===== Supplied records

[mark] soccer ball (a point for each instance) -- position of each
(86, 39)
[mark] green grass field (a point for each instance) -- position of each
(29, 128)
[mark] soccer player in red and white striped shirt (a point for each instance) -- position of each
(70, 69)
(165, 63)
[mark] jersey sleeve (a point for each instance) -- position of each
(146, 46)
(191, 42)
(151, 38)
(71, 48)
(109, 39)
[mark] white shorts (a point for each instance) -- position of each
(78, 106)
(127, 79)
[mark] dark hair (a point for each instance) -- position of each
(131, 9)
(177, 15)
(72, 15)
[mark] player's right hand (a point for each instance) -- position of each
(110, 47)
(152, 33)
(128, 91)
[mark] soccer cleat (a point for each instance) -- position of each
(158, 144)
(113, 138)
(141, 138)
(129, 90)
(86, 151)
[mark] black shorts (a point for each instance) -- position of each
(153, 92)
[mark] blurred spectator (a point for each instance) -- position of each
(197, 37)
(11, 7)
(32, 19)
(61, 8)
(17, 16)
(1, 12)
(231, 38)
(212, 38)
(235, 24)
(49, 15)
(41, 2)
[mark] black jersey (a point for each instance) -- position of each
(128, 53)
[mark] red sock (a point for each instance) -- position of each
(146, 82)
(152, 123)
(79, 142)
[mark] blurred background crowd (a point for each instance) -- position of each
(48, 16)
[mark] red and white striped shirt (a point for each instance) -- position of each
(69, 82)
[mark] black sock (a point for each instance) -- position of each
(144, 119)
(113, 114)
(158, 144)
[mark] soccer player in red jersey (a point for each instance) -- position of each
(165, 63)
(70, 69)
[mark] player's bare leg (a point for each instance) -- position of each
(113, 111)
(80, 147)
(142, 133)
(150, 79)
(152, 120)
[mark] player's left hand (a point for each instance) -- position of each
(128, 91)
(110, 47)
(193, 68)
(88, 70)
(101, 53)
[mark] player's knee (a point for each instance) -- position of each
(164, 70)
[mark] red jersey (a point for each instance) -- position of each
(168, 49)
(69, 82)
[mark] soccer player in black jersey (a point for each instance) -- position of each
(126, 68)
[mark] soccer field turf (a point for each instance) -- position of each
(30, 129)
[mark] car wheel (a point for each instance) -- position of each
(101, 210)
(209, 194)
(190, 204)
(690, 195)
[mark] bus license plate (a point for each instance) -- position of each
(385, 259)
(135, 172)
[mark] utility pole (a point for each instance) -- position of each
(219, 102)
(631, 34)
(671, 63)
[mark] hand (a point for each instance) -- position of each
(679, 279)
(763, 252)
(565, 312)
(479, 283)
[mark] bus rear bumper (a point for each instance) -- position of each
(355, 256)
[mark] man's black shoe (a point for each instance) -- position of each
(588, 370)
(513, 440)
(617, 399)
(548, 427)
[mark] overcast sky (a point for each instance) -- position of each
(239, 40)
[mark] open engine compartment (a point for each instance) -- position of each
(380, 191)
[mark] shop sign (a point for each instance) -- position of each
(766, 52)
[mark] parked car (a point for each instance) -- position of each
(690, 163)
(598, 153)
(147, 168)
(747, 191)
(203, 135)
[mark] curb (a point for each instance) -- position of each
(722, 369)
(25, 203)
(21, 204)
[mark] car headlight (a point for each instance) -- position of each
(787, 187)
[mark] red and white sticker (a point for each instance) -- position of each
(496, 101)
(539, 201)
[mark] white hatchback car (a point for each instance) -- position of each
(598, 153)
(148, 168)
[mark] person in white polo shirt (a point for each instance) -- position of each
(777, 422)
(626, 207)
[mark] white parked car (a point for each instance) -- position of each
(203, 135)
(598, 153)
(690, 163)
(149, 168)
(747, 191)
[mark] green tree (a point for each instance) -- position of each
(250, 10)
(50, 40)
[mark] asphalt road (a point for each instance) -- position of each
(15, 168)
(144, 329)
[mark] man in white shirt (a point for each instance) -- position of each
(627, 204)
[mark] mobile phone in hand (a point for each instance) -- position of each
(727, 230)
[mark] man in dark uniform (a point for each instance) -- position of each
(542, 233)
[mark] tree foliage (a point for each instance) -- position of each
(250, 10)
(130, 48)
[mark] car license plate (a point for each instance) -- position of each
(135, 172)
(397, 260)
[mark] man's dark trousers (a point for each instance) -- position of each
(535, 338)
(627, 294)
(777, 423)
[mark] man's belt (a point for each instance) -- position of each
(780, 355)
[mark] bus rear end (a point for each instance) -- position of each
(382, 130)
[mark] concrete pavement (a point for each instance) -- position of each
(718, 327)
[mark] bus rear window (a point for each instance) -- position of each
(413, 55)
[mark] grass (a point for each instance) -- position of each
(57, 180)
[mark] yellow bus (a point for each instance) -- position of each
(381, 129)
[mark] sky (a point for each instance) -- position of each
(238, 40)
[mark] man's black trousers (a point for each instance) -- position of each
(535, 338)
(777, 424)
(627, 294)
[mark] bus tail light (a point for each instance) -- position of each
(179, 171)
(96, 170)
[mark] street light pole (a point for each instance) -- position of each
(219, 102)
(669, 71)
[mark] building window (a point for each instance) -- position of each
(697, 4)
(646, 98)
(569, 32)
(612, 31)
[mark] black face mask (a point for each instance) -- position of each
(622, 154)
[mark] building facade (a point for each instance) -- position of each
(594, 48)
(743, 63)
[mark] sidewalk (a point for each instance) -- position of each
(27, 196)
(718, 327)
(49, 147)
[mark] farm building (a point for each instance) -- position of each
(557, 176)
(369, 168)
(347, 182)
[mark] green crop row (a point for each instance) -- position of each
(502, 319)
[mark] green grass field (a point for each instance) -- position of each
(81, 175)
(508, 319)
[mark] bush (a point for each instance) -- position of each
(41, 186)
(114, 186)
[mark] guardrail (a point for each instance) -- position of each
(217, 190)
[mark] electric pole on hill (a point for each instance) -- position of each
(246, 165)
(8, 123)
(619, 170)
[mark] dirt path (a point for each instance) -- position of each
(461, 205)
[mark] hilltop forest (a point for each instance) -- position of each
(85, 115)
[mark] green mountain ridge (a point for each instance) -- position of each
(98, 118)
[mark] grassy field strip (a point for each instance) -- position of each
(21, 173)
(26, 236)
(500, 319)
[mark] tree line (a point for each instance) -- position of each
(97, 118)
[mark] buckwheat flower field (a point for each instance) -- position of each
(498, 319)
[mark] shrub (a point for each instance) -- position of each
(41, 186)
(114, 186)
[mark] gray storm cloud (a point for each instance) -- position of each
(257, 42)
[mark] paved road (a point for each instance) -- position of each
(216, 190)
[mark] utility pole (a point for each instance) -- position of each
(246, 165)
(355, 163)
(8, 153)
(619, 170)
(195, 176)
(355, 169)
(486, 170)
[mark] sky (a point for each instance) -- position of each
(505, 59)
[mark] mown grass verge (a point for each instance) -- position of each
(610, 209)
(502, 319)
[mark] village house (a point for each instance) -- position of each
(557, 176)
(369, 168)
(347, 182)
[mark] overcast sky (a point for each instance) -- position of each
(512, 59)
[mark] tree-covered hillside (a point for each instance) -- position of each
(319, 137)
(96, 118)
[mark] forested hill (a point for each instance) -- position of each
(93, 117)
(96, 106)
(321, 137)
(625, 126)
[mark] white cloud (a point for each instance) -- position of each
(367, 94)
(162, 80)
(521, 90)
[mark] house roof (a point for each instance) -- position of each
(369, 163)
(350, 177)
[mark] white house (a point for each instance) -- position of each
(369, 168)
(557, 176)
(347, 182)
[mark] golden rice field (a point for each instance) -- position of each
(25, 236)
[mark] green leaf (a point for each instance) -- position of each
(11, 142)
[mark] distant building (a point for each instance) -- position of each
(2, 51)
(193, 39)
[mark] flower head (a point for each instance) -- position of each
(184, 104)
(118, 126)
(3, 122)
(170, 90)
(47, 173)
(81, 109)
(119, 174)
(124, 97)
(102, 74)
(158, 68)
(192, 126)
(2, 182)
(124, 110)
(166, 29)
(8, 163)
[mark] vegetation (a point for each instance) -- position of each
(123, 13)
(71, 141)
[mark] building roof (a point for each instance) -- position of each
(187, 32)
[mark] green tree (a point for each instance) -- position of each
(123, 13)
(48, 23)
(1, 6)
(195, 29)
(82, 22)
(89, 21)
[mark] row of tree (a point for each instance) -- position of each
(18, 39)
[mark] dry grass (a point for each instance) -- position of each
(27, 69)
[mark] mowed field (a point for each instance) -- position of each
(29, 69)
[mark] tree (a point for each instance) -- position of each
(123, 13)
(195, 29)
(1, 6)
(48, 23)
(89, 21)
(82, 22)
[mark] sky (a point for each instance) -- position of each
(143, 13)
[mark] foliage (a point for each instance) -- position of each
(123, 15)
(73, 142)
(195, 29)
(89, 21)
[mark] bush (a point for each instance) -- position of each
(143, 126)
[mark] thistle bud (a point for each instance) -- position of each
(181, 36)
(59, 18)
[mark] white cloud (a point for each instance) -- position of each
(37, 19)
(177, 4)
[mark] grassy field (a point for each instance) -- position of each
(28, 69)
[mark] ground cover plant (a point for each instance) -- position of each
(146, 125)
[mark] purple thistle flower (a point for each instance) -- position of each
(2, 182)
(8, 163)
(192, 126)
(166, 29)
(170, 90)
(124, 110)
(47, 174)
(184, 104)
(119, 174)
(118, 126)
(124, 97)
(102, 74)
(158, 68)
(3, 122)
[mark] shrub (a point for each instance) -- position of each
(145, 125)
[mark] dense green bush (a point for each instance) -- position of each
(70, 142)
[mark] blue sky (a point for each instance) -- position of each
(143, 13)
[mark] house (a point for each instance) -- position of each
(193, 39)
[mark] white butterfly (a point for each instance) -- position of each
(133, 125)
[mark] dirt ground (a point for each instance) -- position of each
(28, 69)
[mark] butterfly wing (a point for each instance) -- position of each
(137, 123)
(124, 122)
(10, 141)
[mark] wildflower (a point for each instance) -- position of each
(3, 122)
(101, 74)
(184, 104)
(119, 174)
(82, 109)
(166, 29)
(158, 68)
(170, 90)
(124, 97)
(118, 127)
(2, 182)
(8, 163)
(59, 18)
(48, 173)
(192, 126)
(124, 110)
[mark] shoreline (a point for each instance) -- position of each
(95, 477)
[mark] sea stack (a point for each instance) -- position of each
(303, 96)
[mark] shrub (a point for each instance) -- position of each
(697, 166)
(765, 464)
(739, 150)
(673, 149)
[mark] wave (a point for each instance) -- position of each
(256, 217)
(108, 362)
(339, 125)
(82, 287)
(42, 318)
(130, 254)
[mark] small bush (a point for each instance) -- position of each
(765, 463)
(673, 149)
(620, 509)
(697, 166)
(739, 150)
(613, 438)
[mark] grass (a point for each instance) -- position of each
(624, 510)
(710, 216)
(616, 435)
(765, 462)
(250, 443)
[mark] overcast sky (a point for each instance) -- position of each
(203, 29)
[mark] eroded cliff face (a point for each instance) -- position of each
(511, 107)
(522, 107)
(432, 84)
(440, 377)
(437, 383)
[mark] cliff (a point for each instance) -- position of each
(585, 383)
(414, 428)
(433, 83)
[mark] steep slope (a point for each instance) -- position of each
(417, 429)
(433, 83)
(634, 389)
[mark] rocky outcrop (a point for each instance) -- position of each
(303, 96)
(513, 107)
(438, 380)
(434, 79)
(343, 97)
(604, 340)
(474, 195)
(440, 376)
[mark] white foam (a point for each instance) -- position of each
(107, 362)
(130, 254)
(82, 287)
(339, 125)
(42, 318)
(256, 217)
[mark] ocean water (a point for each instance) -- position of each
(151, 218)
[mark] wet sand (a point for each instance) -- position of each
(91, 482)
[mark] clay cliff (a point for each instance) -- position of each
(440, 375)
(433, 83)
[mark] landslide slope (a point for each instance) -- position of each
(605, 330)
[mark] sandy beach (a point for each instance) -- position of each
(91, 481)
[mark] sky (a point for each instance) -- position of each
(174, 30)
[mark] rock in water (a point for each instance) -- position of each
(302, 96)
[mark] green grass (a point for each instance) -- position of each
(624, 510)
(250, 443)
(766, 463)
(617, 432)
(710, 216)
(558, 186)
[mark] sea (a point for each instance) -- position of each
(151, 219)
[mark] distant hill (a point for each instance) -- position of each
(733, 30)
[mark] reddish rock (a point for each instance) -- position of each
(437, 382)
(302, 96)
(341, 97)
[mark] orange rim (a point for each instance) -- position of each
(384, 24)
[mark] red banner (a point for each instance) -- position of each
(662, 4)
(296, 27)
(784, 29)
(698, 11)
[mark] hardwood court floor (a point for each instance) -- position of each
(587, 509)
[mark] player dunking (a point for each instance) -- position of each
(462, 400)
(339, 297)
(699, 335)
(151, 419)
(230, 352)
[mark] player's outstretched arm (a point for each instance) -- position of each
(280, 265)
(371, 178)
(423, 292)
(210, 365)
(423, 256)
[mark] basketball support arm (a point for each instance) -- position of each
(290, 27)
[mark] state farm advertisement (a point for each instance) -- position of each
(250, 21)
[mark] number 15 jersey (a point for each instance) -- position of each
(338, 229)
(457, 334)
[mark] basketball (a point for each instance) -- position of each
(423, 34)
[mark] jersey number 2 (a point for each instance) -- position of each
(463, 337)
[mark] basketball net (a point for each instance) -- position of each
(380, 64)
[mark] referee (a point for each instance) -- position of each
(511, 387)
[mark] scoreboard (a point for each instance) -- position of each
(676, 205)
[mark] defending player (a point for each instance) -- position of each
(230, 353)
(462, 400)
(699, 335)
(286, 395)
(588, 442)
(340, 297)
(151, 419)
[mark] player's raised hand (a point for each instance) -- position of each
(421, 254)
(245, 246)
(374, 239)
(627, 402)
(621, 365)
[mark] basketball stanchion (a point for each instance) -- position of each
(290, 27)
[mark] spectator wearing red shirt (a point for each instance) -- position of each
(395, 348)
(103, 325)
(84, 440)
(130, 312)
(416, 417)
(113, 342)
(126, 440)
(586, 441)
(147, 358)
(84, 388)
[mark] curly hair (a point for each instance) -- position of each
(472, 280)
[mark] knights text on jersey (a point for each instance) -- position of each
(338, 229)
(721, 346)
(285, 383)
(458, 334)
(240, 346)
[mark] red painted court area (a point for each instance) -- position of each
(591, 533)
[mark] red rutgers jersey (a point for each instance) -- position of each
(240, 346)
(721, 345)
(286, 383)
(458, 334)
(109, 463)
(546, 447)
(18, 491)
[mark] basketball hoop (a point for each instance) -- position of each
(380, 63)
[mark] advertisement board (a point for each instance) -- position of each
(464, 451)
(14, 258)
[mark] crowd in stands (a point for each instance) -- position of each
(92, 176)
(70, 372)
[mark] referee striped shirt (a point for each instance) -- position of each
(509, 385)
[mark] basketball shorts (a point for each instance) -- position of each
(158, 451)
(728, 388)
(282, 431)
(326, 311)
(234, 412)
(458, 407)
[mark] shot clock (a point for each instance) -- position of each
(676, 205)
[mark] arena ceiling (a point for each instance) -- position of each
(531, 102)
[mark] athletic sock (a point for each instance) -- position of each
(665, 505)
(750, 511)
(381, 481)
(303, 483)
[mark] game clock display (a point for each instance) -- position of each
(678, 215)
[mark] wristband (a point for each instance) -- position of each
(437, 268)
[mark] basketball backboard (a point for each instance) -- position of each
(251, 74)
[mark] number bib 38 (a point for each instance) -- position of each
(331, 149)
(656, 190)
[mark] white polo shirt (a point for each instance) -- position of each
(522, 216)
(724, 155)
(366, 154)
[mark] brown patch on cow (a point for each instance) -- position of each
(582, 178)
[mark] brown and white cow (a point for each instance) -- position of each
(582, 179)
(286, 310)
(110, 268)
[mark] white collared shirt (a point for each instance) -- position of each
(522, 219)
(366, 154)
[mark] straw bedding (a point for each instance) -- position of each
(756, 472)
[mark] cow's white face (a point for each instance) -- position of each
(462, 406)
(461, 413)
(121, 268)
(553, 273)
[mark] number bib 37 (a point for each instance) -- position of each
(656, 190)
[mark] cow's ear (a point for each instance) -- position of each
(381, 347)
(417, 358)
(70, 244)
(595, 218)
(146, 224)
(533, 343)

==========

## Brief
Your answer must hold the line containing "[mark] cow's ear" and all lines after it in the entries above, exactly, and nothing else.

## Exercise output
[mark] cow's ear (a point for each instance) -- position of each
(381, 347)
(417, 358)
(70, 244)
(595, 218)
(146, 224)
(533, 343)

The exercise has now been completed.